▸ **Action item**
Every entry should be repeated exactly. Omit the pictures.

[Region pointing data]

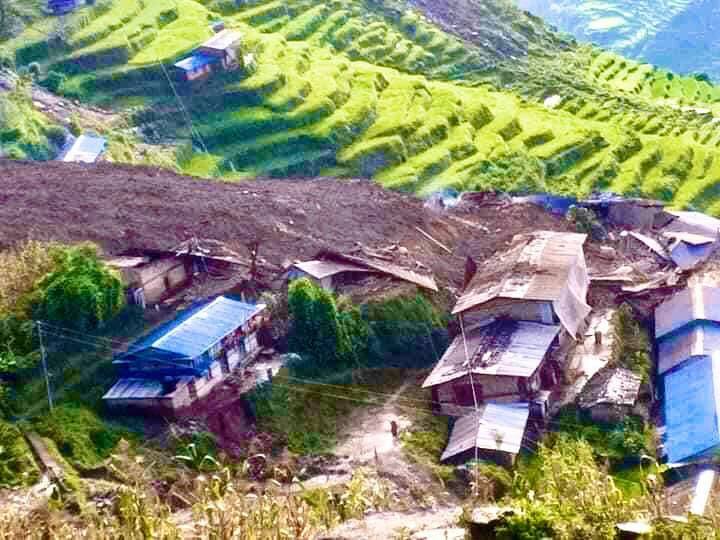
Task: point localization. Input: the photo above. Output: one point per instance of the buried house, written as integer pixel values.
(687, 334)
(516, 313)
(184, 359)
(219, 53)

▸ **Output for this exercise**
Task: point localization. Input: the photo above. Output: one point per instance of the buried house, written as integer pixel values.
(687, 334)
(516, 313)
(184, 359)
(219, 53)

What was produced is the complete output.